Reproduce the lines starting at the one containing "Where can the weathered" and ending at the one containing "<point>21,71</point>", changing "ivy-covered tree" to "vine-covered tree" and leaving all else unchanged.

(Examples of point labeling)
◇ ◇ ◇ ◇ ◇
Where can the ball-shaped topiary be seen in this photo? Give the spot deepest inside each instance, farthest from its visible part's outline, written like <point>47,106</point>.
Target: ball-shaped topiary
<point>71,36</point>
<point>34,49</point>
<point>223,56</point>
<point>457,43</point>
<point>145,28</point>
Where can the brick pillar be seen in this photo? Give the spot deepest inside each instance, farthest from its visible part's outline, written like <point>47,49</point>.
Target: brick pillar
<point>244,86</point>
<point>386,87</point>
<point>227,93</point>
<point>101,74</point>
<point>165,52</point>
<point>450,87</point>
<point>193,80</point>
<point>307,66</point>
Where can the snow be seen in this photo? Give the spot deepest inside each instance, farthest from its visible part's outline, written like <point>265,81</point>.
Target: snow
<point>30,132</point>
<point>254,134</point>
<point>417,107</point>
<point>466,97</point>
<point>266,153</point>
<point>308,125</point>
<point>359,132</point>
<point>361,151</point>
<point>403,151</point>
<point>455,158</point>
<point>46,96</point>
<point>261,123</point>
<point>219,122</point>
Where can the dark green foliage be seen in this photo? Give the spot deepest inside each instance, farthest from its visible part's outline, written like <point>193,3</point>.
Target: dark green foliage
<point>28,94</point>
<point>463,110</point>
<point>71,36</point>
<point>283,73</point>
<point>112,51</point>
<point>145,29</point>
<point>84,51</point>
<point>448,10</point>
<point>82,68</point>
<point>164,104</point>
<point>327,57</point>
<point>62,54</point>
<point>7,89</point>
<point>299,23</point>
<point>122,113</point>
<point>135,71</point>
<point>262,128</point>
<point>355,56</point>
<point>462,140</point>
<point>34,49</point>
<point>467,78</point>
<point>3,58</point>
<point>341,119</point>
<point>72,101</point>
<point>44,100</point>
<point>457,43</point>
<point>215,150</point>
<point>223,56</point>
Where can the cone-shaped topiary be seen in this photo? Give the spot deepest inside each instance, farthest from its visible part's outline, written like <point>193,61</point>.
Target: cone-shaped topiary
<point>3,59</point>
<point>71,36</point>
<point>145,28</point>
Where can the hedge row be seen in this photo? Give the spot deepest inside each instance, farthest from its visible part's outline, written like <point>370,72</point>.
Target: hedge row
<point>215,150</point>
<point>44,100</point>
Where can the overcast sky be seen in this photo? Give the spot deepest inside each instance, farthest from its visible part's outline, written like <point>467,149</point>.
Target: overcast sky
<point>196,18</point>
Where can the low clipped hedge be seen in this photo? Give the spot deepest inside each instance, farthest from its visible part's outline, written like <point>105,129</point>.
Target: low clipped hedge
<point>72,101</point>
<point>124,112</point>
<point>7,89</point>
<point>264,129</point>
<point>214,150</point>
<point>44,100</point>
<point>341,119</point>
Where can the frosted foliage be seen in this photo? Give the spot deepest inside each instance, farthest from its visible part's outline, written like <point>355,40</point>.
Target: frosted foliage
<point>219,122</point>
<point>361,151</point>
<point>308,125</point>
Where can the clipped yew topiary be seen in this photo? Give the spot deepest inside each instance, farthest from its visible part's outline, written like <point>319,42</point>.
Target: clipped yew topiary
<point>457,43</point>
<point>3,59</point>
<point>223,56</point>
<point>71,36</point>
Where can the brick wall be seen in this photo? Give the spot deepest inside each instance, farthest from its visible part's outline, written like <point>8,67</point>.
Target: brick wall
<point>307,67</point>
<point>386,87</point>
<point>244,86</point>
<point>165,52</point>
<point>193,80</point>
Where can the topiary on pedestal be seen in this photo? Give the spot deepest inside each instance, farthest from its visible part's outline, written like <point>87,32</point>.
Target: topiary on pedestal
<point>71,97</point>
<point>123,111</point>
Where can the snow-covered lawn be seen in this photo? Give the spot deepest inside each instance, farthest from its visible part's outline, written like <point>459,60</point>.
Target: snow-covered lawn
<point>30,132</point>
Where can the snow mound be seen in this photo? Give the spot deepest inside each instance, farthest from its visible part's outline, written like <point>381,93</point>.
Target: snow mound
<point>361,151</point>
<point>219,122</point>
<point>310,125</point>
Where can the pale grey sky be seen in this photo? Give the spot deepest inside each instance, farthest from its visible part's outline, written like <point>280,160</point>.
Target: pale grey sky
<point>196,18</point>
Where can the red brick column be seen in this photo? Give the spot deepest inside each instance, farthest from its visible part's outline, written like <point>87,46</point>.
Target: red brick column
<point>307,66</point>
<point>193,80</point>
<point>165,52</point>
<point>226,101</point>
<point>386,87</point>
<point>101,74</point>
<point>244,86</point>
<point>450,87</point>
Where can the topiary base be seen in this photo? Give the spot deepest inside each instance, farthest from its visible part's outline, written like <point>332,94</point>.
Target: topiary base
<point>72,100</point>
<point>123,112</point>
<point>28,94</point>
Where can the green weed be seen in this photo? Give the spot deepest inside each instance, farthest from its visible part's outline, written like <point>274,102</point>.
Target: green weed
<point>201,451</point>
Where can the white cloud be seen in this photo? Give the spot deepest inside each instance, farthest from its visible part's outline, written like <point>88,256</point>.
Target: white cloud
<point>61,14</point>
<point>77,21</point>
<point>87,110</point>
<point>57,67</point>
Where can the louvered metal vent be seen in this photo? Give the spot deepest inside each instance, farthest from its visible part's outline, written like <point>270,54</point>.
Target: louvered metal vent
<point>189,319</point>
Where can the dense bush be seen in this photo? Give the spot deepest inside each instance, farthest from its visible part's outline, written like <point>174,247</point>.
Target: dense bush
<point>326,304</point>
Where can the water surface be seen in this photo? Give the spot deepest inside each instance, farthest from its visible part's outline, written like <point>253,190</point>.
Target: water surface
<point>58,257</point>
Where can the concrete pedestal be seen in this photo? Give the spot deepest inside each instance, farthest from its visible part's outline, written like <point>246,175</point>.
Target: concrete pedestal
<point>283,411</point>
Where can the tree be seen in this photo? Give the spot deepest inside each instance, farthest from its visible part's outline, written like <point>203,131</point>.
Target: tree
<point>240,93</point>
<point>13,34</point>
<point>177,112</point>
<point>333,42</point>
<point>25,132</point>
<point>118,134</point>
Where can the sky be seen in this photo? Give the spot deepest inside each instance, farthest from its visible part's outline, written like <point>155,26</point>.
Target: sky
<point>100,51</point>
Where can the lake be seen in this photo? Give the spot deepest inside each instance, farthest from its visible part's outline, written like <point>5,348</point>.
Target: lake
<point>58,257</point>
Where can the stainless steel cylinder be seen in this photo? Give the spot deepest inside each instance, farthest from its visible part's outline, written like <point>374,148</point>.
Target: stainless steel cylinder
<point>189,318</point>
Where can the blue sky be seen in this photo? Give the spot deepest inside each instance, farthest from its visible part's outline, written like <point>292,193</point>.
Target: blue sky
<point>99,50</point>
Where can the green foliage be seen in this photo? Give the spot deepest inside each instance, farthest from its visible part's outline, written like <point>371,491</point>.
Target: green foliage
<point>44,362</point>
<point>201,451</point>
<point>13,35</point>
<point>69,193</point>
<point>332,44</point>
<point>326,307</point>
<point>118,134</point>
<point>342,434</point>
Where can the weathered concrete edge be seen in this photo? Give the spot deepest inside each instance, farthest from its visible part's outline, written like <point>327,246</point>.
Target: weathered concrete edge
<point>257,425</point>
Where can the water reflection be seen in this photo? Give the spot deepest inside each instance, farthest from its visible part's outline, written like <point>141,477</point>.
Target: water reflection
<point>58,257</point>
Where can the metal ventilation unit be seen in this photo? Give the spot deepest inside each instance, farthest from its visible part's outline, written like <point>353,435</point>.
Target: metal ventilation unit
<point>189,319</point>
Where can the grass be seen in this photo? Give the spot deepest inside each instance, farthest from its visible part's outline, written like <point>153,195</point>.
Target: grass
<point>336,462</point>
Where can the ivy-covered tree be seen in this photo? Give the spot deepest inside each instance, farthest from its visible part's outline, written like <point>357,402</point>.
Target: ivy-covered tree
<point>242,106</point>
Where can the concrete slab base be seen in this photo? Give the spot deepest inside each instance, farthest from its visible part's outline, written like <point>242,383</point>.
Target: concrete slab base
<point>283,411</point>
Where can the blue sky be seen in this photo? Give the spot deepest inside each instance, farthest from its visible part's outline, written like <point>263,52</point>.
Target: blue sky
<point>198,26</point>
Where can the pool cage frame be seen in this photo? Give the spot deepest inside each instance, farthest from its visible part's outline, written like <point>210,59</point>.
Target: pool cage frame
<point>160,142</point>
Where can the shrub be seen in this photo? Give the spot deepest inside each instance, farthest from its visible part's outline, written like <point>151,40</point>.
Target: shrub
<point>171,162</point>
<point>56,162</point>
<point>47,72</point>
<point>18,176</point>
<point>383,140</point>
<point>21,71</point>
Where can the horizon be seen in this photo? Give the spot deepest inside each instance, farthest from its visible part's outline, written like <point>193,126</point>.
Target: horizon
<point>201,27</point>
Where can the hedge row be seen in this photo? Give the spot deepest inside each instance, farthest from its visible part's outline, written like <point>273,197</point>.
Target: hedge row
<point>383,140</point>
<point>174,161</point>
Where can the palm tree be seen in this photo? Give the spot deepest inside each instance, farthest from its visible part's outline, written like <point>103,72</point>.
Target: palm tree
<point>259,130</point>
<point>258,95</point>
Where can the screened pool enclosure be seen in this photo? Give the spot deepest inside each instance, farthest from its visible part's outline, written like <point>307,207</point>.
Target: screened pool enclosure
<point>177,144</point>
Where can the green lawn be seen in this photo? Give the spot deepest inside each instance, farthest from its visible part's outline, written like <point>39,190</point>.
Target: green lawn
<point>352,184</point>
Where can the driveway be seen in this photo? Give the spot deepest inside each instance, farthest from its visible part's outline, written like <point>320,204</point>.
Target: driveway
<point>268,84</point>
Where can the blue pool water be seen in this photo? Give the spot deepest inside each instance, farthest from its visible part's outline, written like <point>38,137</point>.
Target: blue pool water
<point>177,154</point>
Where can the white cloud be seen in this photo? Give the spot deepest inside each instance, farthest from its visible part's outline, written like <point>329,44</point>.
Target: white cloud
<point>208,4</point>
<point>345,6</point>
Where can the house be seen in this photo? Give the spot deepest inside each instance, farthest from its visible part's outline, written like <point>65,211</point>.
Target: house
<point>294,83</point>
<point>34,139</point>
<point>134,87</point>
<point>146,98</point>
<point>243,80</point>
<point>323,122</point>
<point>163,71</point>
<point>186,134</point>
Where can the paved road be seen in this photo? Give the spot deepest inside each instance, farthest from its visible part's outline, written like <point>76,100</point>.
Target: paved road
◇ ◇ ◇ ◇ ◇
_Finished task_.
Where can the weathered concrete edge be seen in this photo? Give the spot deepest inside each instance, farthest from its visible part's outline, written like <point>327,246</point>.
Target: weathered concrete edge
<point>257,425</point>
Where can the water reflection be seen in this photo? Give the spot deepest inside each instance, farthest from its visible part's outline, written like <point>141,477</point>.
Target: water reflection
<point>58,257</point>
Where can the metal ventilation unit be seen in this photo? Give the spot deepest inside each instance, farthest from its visible part's outline, written like <point>353,435</point>.
Target: metal ventilation unit
<point>189,319</point>
Where can the grass be seen in this photo? Give the spot deepest inside each instance, farthest from its visible part's outline, written like <point>153,195</point>.
Target: grass
<point>336,462</point>
Where can the vine-covered tree be seen in this photo? Give the spot deepest inside each instance, farthest from its visible part's outline, written like <point>357,402</point>.
Target: vine-covered tree
<point>242,106</point>
Where can the concrete slab base be seen in this photo? Give the spot deepest inside each instance, farthest from its visible part's outline, written like <point>242,383</point>.
Target: concrete slab base
<point>283,411</point>
Where can the blue sky be seen in this photo? Give the spot deepest inside each instance, farthest from its visible part's outline, written like <point>263,52</point>.
Target: blue sky
<point>198,26</point>
Where can the pool cage frame be seen in this photo? Give the spot deepest inside each instance, farthest from its visible part's outline, written like <point>210,59</point>.
Target: pool cage frame
<point>160,142</point>
Where can the shrub be seen in this photo? Give the spot deepest inside each instance, farthest from its visible part's outline, written like <point>151,40</point>.
Target: shrub
<point>171,162</point>
<point>56,162</point>
<point>47,72</point>
<point>18,176</point>
<point>383,140</point>
<point>21,71</point>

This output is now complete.